TREŚĆ ZADANIA A: Proszę przepisać dosłownie fragment artykułu o składaniu foliówek między słowami "Drugi krok w" a "go u siebie.", włącznie z nimi.
═════ ARTYKUŁ
Witajcie Kochani! Dzisiaj chcę Wam trochę opowiedzieć o mojej walce z reklamówkami. Bo choć na zakupy staram się zawsze zabierać eko-torby, to kiedy muszę kupić coś “po drodze” ratuję się foliówkami. A wiadomo jak to jest, zaczynają nam zalegać i robi się wśród nich straszny nieporządek:)
Pierwszy krok to składanie. Gdy mamy do złożenia jedną foliówkę, to tylko chwila, ale jeśli nazbieraliście setki nieposkładanych torebek foliowych, to nie pójdzie Wam tak prędko. Dlatego ważne, by robić to na bieżąco.
Kroki:
- Wygładzamy foliówkę
- Składamy na pół
- I jeszcze raz na pół
- Pasek, który powstał składamy również na pół
- Dolny róg zaginamy tak, by powstał trójkąt
- Trójkąt składamy raz jeszcze
- I jeszcze jeden do końca torebki
- Powstała nam kieszonka
- Chowamy do niej uszy
- I gotowe! Mamy piękny reklamówkowy trójkącik 🙂
Tak poskładane torebki foliowe przechowuję w pudełku po lodach. Ale nada się do tego każdy pojemnik.
Jeśli chodzi o duże reklamówki, to też można je złożyć w trójkąciki, ale u mnie się sprawdza zwyczajne złożenie w kwadraty i spięcie ich razem gumką recepturką.
Drugi krok w walce z foliówkami, to nie znoszenie kolejnych. Ja się staram, ale nie jest to proste, bo prawie z każdej strony jesteśmy bombardowani jednorazowymi torebkami. Korzystanie z eko-toreb to must have, a żeby nie kupować foliówek podczas niezaplanowanych zakupów dobrze jest nosić w torebce zapasową. Próbuję się tego nauczyć, bo rzadko pamiętam, żeby wrzucić ją do torebki, ale już całkiem nieźle mi to szło (aż jakaś miła pani kasjerka zapytała mnie, czy foliówkę wyjętą z torebki ukradłam:)).
Trzeci krok, to stopniowo pozbywać się tych torebek, które już mamy. Przynosimy je, a prawda jest taka, że bardzo nie korzystamy z nich poza tą jedną drogą ze sklepu do domu. I chyba najlepsze co możemy zrobić, to wykorzystać je jako worki na śmieci. U mnie ten system się sprawdza i jeśli Wam przeszkadzają zalegające foliówki, to musicie wprowadzić go u siebie.
I nie zapomnijcie przeprowadzić szkolenia ze składania reklamówek wszystkim domownikom. Bez tego składanie nie będzie miało sensu:)
══════════
═════ PRZEKAZANE WPISY
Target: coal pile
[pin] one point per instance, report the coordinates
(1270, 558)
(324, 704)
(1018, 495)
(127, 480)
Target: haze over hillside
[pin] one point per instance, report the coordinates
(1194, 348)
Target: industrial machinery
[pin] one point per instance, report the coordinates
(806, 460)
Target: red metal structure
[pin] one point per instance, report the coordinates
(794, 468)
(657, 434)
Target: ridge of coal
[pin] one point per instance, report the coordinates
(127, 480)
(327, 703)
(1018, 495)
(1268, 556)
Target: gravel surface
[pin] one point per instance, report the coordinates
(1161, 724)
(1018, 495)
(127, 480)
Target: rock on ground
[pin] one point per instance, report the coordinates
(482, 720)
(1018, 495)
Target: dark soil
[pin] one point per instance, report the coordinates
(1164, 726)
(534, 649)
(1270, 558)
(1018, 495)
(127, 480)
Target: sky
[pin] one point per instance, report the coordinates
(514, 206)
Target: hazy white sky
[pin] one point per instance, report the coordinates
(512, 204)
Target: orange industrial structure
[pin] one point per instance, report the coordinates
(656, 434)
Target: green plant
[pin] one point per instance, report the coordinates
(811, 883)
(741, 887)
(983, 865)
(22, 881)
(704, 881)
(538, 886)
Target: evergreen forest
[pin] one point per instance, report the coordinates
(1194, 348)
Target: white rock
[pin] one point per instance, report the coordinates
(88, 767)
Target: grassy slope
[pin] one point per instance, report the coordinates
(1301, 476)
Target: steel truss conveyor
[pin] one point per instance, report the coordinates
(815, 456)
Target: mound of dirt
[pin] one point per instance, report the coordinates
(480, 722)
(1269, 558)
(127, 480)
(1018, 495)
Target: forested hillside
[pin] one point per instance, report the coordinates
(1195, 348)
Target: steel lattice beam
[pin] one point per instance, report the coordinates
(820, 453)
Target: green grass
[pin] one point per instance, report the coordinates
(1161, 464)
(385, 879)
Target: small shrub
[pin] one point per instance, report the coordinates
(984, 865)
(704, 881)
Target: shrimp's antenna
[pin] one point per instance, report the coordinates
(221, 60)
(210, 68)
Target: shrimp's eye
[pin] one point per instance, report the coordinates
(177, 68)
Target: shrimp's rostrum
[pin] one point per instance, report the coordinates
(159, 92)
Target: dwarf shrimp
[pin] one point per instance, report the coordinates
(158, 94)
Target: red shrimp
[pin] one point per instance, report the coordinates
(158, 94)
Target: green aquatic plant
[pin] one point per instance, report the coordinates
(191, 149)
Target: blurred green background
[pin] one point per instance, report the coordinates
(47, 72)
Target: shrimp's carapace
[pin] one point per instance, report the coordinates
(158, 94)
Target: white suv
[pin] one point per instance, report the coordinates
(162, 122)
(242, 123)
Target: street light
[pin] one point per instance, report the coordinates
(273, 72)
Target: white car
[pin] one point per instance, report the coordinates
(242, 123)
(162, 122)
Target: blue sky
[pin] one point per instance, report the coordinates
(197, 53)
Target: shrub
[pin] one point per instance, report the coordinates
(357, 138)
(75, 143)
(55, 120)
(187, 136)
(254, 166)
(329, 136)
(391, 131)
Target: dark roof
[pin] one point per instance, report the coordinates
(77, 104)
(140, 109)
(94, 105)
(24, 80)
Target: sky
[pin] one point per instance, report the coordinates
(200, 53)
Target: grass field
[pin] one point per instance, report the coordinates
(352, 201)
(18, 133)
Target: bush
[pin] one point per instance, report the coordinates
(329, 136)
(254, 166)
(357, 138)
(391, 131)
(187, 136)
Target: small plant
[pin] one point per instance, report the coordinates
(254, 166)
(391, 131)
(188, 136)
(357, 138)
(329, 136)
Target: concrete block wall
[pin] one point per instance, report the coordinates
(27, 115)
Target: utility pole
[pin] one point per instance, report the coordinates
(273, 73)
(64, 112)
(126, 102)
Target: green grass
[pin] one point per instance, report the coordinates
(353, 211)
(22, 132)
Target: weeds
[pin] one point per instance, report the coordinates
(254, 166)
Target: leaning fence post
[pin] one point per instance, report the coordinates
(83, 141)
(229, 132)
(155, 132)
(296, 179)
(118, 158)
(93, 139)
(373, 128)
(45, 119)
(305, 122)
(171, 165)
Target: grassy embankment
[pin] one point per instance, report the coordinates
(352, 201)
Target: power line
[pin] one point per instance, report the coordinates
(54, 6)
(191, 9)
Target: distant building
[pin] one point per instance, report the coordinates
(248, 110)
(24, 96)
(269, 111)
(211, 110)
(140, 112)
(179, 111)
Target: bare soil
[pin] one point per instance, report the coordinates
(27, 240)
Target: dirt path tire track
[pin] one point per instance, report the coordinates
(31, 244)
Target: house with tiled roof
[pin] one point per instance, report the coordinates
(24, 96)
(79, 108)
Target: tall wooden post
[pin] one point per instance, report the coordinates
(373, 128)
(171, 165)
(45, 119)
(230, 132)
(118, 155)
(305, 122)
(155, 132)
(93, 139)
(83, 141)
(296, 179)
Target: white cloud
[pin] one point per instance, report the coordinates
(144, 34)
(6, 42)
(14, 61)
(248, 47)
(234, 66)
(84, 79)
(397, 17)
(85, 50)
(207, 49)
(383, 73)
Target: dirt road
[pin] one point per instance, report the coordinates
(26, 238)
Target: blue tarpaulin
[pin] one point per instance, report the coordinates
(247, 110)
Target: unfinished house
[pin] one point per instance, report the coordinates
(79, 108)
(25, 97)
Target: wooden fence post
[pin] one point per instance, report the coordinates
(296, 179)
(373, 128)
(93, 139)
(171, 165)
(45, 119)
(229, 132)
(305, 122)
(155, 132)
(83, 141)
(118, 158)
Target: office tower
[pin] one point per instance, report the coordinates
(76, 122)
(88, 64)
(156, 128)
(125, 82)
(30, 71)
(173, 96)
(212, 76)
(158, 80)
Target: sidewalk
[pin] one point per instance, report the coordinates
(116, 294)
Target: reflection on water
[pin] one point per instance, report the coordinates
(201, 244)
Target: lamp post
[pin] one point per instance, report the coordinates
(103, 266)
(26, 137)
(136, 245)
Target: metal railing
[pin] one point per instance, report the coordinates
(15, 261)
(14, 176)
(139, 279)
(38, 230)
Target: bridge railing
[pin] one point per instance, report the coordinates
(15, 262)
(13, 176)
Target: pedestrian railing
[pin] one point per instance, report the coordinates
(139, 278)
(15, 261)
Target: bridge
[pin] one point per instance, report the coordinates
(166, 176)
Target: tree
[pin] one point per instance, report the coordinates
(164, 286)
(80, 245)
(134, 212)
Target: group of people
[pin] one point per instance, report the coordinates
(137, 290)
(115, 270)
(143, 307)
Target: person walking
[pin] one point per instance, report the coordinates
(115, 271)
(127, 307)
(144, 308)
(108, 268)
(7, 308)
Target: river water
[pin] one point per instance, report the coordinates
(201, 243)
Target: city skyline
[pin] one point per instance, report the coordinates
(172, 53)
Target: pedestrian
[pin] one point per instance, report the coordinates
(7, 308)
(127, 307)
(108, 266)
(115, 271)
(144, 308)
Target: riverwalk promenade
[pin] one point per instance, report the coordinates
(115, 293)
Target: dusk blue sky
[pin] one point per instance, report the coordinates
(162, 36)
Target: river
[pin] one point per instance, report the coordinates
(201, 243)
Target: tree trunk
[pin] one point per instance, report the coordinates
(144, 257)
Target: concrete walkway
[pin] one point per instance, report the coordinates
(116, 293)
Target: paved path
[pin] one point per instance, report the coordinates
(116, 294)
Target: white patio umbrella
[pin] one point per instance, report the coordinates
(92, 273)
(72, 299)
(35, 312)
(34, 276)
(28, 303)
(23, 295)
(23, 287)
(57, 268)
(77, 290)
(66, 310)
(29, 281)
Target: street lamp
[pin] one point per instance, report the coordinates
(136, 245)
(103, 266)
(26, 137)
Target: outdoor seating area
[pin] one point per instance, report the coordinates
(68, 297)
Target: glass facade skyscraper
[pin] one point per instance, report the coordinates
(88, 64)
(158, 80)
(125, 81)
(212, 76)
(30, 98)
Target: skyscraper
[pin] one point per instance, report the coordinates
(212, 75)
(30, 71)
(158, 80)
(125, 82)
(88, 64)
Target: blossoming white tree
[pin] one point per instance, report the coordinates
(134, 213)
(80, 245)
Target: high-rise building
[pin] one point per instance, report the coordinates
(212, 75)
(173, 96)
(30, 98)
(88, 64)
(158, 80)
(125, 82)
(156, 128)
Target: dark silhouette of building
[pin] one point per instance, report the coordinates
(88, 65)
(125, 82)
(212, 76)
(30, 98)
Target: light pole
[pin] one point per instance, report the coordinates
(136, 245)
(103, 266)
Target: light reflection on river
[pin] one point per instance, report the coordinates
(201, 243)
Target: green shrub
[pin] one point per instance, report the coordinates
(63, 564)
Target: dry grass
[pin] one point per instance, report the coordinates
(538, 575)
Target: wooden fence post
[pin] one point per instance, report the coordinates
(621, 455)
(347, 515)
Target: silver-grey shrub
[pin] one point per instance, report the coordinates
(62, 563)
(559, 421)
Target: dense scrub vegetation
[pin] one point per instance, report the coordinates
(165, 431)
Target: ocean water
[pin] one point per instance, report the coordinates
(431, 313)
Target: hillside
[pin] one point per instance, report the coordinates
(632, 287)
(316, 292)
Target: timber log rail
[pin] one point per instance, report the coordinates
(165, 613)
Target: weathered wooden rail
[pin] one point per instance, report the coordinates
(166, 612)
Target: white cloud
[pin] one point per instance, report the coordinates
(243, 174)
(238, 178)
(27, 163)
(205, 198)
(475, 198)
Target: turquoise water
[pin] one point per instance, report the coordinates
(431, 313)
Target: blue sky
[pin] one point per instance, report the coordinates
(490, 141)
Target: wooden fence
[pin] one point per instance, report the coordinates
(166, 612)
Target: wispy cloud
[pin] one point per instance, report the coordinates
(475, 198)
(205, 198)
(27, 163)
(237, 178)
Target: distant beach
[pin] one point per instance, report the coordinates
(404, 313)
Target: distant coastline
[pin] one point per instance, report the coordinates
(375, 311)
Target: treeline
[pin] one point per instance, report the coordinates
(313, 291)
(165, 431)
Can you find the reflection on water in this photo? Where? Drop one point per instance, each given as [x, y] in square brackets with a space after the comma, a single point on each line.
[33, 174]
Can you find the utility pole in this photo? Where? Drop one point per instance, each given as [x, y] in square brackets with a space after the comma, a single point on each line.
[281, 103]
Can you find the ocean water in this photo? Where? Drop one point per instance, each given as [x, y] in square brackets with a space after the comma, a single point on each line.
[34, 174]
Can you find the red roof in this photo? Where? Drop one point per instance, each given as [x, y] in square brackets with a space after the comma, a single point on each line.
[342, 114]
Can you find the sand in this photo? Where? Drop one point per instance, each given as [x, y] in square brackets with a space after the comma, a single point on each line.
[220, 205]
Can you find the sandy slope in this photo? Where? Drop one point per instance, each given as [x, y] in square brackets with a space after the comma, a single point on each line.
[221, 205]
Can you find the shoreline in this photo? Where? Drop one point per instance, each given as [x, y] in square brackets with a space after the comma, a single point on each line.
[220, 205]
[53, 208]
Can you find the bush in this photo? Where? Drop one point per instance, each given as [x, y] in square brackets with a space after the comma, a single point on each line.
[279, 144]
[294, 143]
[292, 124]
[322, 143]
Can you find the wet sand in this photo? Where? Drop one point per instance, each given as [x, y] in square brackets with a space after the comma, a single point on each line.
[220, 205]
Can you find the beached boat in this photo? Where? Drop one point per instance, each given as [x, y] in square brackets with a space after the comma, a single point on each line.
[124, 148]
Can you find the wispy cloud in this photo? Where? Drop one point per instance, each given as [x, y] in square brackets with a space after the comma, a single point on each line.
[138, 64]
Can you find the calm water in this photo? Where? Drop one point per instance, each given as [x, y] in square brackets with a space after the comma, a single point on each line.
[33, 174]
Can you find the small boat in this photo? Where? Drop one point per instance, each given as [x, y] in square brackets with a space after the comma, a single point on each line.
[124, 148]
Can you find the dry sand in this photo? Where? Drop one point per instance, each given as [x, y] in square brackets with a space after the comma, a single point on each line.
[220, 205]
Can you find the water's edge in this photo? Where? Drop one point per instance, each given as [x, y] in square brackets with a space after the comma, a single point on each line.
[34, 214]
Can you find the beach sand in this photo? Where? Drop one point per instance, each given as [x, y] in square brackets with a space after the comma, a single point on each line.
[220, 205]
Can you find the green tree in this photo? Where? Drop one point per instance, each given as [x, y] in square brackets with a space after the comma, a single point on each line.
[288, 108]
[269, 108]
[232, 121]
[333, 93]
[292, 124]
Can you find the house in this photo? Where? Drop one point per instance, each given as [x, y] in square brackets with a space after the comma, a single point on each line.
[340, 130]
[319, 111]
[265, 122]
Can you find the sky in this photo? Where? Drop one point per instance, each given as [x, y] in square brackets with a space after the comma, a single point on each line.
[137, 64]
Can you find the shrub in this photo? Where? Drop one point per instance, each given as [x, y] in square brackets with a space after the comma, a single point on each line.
══════════
TREŚĆ ZADANIA B: Proszę zebrać z powyższych wpisów każdy wiersz, w którym występuje ciąg "roof". Wielkość liter ma znaczenie.

GOTOWA ODPOWIEDŹ A:
Drugi krok w walce z foliówkami, to nie znoszenie kolejnych. Ja się staram, ale nie jest to proste, bo prawie z każdej strony jesteśmy bombardowani jednorazowymi torebkami. Korzystanie z eko-toreb to must have, a żeby nie kupować foliówek podczas niezaplanowanych zakupów dobrze jest nosić w torebce zapasową. Próbuję się tego nauczyć, bo rzadko pamiętam, żeby wrzucić ją do torebki, ale już całkiem nieźle mi to szło (aż jakaś miła pani kasjerka zapytała mnie, czy foliówkę wyjętą z torebki ukradłam:)).
Trzeci krok, to stopniowo pozbywać się tych torebek, które już mamy. Przynosimy je, a prawda jest taka, że bardzo nie korzystamy z nich poza tą jedną drogą ze sklepu do domu. I chyba najlepsze co możemy zrobić, to wykorzystać je jako worki na śmieci. U mnie ten system się sprawdza i jeśli Wam przeszkadzają zalegające foliówki, to musicie wprowadzić go u siebie.

GOTOWA ODPOWIEDŹ B:
Target: dark roof
Target: house with tiled roof
Can you find the red roof in this photo? Where? Drop one point per instance, each given as [x, y] in square brackets with a space after the comma, a single point on each line.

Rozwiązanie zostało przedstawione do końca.